--- BEGIN Selected extract ---
# VoIP Provider recommendations



## capegator (Sep 14, 2007)

Looking to discontinue the land line and go VoIP. All the family has cell phones, so we don't utilize the land line much but would like to keep the current number with VoIP service. I'd like to choose a provider that would offer free equipment and install and charge a reasonable monthly rate for unlimited use. We don't need international service. Anyone happy with their service and can make a recommendation?


----------



## bobnielsen (Jun 29, 2006)

When I got Vonage, I ordered an adapter from Best Buy for $50 and got a $100 rebate (this kind of deal varies, but is fairly common). Their unlimited rate is $24.99 but I went for the 500 minute plan for $14.99. The service is great and they will email an audio file for any voicemails I receive.


----------



## Ken S (Feb 13, 2007)

Skype has worked great for us. Total cost per month would be $6. You would need to run it on a computer or some of their dedicated phones.

www.skype.com


----------



## yuppers519 (Aug 6, 2007)

I Have used verizon voicewing and i think it sucks to put it politely. Now i use vonage and it is the best phone service i have ever had so far. For 24.99 a month call anywhere in the usa. Voicemail in your inbox. Go to your account page and you can start stop change alot of your features. You can have your cell phone ring simultanously with your home phone. Set how many times your phone rings before going to voicemail. plus alot more


----------



## Steve Mehs (Mar 21, 2002)

Personally, as much as I loathe Verizon I would never go with VoIP. In some eyes, the whole E911 thing may be overblown, but if I had to, if the one time I needed to call 911 and it got routed incorrectly, what that could potentially cost, is no comparison to the peanuts you save. And not many of these VoIP companies seem to be stable financially. SunRocket was super cheap, one day their customers had phone service, the next day they didn't. Vonage has an iffy future, and I'd rather not do business with a bunch of no name mom and pop providers that you have no idea if they will be around when you wake up tomorrow morning. The closest thing I'd ever go with is Digital Phone from TW, being a Verizon basher and a TW Fanboy it makes sense and since the broadband and phone are run on two different channels, internet bandwidth would not be affected by phone use. It may cost more than the dinky VoIP providers, but 911 works without a hitch and I have a pretty good feeling the nations second largest cable company isn't going to go bankrupt over night.


----------



## funhouse69 (Mar 26, 2007)

This is really hit or miss and potentially depend on your ISP. I had Vonage and didn't have any problem at all except my Direct TV DVD's would not dial out / connect through it. This obviously was a while ago but it did cause me to switch to FIOS Phone Service.

I've also had VoIP through Speakeazy, they were the best DSL Provider I've ever had but their VoIP was a little lacking.
--- END Selected extract ---
--- BEGIN Listing ---
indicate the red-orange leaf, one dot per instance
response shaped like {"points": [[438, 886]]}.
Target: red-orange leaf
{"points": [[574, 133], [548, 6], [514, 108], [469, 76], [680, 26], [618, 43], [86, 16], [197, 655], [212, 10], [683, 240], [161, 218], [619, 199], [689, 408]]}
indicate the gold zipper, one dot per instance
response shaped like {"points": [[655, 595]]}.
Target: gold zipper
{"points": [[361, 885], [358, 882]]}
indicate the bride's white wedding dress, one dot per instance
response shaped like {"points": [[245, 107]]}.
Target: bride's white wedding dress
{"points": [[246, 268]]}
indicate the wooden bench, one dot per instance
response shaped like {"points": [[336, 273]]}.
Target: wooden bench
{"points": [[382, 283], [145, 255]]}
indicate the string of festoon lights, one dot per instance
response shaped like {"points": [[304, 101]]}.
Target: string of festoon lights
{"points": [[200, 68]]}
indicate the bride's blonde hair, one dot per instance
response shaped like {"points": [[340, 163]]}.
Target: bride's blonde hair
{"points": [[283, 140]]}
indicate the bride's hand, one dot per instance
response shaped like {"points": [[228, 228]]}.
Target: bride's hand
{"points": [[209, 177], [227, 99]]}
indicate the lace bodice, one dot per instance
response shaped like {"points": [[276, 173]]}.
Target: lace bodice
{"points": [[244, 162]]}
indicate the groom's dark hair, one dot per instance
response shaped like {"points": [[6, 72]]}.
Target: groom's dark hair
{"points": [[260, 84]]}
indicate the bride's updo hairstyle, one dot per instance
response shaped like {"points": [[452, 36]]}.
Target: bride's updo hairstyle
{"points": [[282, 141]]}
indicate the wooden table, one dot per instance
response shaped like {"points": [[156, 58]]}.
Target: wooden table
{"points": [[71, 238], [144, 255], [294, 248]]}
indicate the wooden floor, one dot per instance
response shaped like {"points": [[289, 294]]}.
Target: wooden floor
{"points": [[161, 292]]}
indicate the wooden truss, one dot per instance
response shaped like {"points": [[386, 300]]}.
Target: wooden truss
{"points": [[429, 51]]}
--- END Listing ---
* **Brief A**
Answer these questions about the forum thread on VoIP providers:
(i) What monthly price does bobnielsen give for the 500 minute plan he chose?
(ii) What total monthly cost does Ken S give for Skype?
(iii) Which provider does Steve Mehs describe as "super cheap" before its customers lost phone service?
* **Brief B**
Quote the stretch of the forum thread on VoIP providers from "## Ken S (Feb" through "(Aug 6, 2007)".
The rows are separate material and have no connection to the forum thread on VoIP providers.

* **Solution A**
(i) $14.99
(ii) $6
(iii) SunRocket

* **Solution B**
## Ken S (Feb 13, 2007)

Skype has worked great for us. Total cost per month would be $6. You would need to run it on a computer or some of their dedicated phones.

www.skype.com


----------



## yuppers519 (Aug 6, 2007)